### Dataset excerpts on object pointing

======

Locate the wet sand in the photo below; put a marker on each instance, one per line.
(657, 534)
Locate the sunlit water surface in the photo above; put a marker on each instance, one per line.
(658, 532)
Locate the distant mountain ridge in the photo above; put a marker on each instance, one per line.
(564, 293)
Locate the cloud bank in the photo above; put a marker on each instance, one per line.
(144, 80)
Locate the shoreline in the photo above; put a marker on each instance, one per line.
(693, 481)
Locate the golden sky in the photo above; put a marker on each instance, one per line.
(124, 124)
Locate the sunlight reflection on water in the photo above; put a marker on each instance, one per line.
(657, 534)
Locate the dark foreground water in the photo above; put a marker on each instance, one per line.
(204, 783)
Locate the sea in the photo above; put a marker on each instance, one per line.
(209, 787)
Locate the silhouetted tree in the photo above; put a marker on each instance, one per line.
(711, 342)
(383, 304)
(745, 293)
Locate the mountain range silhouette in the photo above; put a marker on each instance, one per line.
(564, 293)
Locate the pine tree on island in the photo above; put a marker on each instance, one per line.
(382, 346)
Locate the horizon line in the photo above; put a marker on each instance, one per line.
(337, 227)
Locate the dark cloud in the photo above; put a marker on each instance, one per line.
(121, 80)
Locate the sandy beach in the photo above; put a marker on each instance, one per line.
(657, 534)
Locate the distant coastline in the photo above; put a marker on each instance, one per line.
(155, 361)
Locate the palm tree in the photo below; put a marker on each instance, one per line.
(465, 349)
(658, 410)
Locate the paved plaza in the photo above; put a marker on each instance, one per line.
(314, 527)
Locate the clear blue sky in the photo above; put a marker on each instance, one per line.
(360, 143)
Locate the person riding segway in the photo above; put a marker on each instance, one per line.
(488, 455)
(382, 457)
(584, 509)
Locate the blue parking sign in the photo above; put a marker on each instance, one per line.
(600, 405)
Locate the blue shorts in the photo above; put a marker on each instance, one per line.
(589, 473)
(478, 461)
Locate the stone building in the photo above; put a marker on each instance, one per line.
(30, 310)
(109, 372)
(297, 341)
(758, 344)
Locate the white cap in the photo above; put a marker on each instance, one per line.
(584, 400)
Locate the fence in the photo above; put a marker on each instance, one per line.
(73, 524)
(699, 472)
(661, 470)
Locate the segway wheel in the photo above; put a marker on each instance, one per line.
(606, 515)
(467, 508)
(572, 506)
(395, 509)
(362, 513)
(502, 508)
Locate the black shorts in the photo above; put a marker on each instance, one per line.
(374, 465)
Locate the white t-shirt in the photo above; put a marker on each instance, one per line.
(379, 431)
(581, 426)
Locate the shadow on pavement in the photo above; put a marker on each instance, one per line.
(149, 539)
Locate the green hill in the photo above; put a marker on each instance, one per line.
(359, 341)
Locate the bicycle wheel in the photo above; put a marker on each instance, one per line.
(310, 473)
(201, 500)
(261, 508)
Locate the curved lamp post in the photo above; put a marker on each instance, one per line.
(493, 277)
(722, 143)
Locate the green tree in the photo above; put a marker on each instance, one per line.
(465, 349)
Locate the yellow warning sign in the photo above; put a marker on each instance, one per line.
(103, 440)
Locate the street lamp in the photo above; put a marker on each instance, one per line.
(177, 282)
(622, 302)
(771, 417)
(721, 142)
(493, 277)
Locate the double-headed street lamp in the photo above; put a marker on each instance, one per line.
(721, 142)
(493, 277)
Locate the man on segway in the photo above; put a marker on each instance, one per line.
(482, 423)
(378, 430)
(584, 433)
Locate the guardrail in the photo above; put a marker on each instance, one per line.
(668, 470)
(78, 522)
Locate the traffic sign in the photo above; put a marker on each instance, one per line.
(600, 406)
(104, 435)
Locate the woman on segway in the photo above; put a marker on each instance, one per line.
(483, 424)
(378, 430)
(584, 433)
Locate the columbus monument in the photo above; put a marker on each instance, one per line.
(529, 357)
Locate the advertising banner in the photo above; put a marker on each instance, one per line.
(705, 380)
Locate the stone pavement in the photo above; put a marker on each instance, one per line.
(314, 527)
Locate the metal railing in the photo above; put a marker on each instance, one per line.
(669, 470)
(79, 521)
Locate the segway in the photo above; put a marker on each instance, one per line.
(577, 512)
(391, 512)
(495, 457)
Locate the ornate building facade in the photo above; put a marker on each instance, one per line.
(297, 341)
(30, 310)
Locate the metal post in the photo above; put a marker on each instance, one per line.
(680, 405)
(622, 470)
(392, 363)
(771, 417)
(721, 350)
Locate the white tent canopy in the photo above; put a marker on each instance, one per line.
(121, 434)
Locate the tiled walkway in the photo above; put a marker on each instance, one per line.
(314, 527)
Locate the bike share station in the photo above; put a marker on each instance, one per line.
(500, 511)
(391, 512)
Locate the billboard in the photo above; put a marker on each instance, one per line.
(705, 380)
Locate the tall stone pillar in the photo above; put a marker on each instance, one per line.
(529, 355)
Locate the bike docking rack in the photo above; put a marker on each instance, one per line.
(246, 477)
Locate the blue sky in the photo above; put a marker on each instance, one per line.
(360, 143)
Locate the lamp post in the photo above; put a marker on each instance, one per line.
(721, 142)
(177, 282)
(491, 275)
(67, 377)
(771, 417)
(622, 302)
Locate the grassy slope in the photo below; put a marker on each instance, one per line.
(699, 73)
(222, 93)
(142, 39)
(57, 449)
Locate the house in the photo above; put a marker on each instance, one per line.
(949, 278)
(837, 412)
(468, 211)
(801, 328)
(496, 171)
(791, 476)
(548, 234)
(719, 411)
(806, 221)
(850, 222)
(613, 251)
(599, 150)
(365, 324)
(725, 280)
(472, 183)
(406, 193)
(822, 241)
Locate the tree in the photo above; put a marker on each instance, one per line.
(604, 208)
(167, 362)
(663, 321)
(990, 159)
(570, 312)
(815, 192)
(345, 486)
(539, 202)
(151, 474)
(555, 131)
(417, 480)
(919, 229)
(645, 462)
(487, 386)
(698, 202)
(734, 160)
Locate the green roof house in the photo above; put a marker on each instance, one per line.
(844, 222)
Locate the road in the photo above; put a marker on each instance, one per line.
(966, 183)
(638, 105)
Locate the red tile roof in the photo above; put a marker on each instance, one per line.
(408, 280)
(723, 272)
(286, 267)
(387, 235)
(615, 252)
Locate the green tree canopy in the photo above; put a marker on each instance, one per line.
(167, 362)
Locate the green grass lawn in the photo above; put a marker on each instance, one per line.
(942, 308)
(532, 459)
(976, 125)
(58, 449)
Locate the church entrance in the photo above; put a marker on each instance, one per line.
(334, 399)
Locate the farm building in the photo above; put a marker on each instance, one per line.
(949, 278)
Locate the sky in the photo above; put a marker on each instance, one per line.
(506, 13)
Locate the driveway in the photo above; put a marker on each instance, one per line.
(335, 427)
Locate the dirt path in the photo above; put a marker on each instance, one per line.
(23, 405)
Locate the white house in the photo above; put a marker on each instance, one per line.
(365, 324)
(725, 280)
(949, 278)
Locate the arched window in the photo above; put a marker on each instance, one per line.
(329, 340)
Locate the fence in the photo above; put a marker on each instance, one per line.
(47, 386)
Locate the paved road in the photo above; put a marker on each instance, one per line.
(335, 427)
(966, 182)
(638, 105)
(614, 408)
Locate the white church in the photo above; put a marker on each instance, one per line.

======

Rewrite all of the records above with "put a marker on each instance" switched to "mark every instance" each time it occurs, leaving everything else unchanged.

Locate the wet sand in the photo below; mark every instance, one per line.
(657, 534)
Locate the sunlit water surface in the photo above; mark every instance, one per line.
(658, 532)
Locate the distant mountain ridge in the photo above; mark every instance, one per line.
(564, 293)
Locate the cloud bank in the photo above; mark every instance, one per line.
(144, 80)
Locate the shoreline in the photo above; mark every instance, one per line.
(693, 481)
Locate the golden sky in the photo above; mark every instance, one per line.
(124, 124)
Locate the sunlight reflection on water in the photo above; mark every instance, one per line.
(657, 534)
Locate the dark foreground water in the photo above; mark every instance, one per line.
(204, 783)
Locate the sea in the photo above; mark every instance, one per line.
(209, 787)
Locate the silhouetted tree in the photo above; mark every instance, one per line.
(711, 342)
(383, 304)
(745, 293)
Locate the mountain range silhouette in the photo above; mark every instance, one per line.
(564, 293)
Locate the pine tree on island in the photo above; mark every instance, one per line.
(382, 346)
Locate the horizon line in the photo above; mark every instance, one per line.
(337, 227)
Locate the dark cloud in the photo above; mark every instance, one per line.
(121, 80)
Locate the sandy beach in the photo above; mark every instance, one per line.
(657, 534)
Locate the distant coastline in the photo above; mark every instance, one per line.
(155, 361)
Locate the palm tree in the photo below; mark every instance, one per line.
(465, 349)
(658, 410)
Locate the paved plaza in the photo above; mark every instance, one per line.
(314, 527)
Locate the clear blue sky in the photo above; mark every instance, one per line.
(360, 143)
Locate the person riding segway in the photo above; mark every instance, one per line.
(488, 455)
(382, 457)
(584, 509)
Locate the blue parking sign in the photo above; mark every instance, one per line.
(600, 405)
Locate the blue shorts in the photo above; mark every instance, one per line.
(589, 473)
(478, 461)
Locate the stone building in the photo above; mark every instance, one per line.
(30, 310)
(109, 372)
(297, 341)
(758, 344)
Locate the white cap in the photo above; mark every instance, one per line.
(584, 400)
Locate the fence in the photo above; mark every instance, one per line.
(73, 524)
(699, 472)
(661, 470)
Locate the segway wheel in the photo above; mark every instance, one per line.
(606, 515)
(467, 508)
(572, 506)
(395, 509)
(362, 513)
(502, 508)
Locate the black shorts in the photo above; mark every instance, one per line.
(374, 465)
Locate the white t-shirt in the photo above; mark every instance, one per line.
(379, 431)
(581, 426)
Locate the shadow on pavement in the photo above; mark every instance, one per line.
(149, 539)
Locate the green hill in the photo above; mark every instance, one per line.
(359, 341)
Locate the bicycle wheel in the photo above; mark every instance, one per line.
(310, 473)
(201, 500)
(261, 508)
Locate the curved lamp post in the photo above; mark every instance, one per line.
(493, 277)
(722, 143)
Locate the green tree in the photo above; mark every instance, one per line.
(465, 349)
Locate the yellow warning sign in the photo above; mark every instance, one per line.
(103, 440)
Locate the street lamp in the photo above; mark every instance, one per line.
(177, 282)
(622, 302)
(771, 417)
(721, 142)
(493, 277)
Locate the double-headed street lamp in the photo above; mark every instance, one per line.
(721, 142)
(493, 277)
Locate the man on segway in the photo above; mark every instance, one per line.
(482, 423)
(378, 430)
(584, 433)
Locate the guardrail in the photo above; mark every instance, one per line.
(668, 470)
(78, 522)
Locate the traffic sign in the photo above; mark every instance, one per line.
(600, 406)
(104, 435)
Locate the woman on segway in the photo above; mark every instance, one per line.
(483, 424)
(378, 430)
(584, 433)
Locate the columbus monument in the photo above; mark every instance, one per line.
(529, 357)
Locate the advertising banner in the photo above; mark every instance, one per line.
(705, 380)
Locate the stone pavement in the photo above; mark every instance, one per line.
(314, 527)
Locate the metal railing in the photo above; mark every instance, one per line.
(669, 470)
(79, 521)
Locate the segway in the photo above; mark every instance, one per line.
(577, 512)
(391, 512)
(495, 457)
Locate the ornate building facade in the photo above; mark every instance, one per line.
(297, 341)
(30, 310)
Locate the metal post in the photo above; mark every instance, one per line.
(680, 405)
(622, 470)
(392, 363)
(771, 417)
(721, 350)
Locate the white tent canopy in the photo above; mark every instance, one per line.
(121, 434)
Locate the tiled walkway in the photo above; mark every instance, one per line.
(314, 527)
Locate the bike share station in the photo above; mark every instance, one per line.
(500, 511)
(391, 512)
Locate the billboard in the photo above; mark every instance, one per line.
(705, 380)
Locate the tall stone pillar in the photo above; mark every instance, one per line.
(529, 355)
Locate the bike docking rack in the photo above; mark every instance, one per line.
(246, 477)
Locate the blue sky in the photo above; mark every instance, one per line.
(360, 143)
Locate the lamp post in the photo above; mark every instance, one per line.
(721, 142)
(177, 282)
(491, 275)
(67, 377)
(771, 417)
(622, 302)
Locate the grassy slope in the photo below; mark every instance, one per line.
(699, 73)
(222, 93)
(142, 39)
(57, 449)
Locate the house in the photo above; mark every instance, one per line.
(949, 278)
(837, 412)
(468, 211)
(801, 328)
(496, 171)
(791, 476)
(548, 234)
(719, 411)
(806, 221)
(850, 222)
(613, 251)
(599, 150)
(365, 324)
(725, 280)
(472, 183)
(406, 193)
(822, 241)
Locate the tree in the photo above; mark every instance, one per line.
(604, 208)
(167, 362)
(663, 321)
(990, 159)
(570, 312)
(815, 192)
(345, 486)
(539, 202)
(151, 474)
(555, 131)
(417, 480)
(919, 229)
(645, 462)
(487, 386)
(698, 202)
(734, 160)
Locate the green roof house in the photo above; mark every instance, one per line.
(844, 222)
Locate the road in the photo above; mark every instance, one per line.
(966, 183)
(638, 105)
Locate the red tile roof in the photo above; mark every instance, one per line.
(408, 280)
(723, 272)
(286, 267)
(387, 235)
(615, 252)
Locate the green tree canopy in the photo above; mark every instance, one per line.
(167, 362)
Locate the green grass lawn in the photo above; mark every instance, one per line.
(942, 308)
(532, 459)
(976, 125)
(58, 449)
Locate the church entrance in the photo above; mark every instance, one per line.
(334, 399)
Locate the farm building in the photo above; mark every instance, one per line.
(949, 278)
Locate the sky in the photo above; mark every instance, one per line.
(506, 13)
Locate the driveway in the photo above; mark every instance, one per line.
(335, 427)
Locate the dirt path in the photo above; mark every instance, one per line.
(23, 405)
Locate the white house in the photo above; mark every instance, one per line.
(365, 324)
(725, 280)
(949, 278)
Locate the arched window in the photo above; mark every instance, one per line.
(329, 340)
Locate the fence in the photo above; mark every instance, one per line.
(47, 386)
Locate the paved road in the photo above; mark every instance, one per line.
(335, 427)
(966, 182)
(638, 105)
(614, 408)
Locate the white church in the photo above; mark every instance, one per line.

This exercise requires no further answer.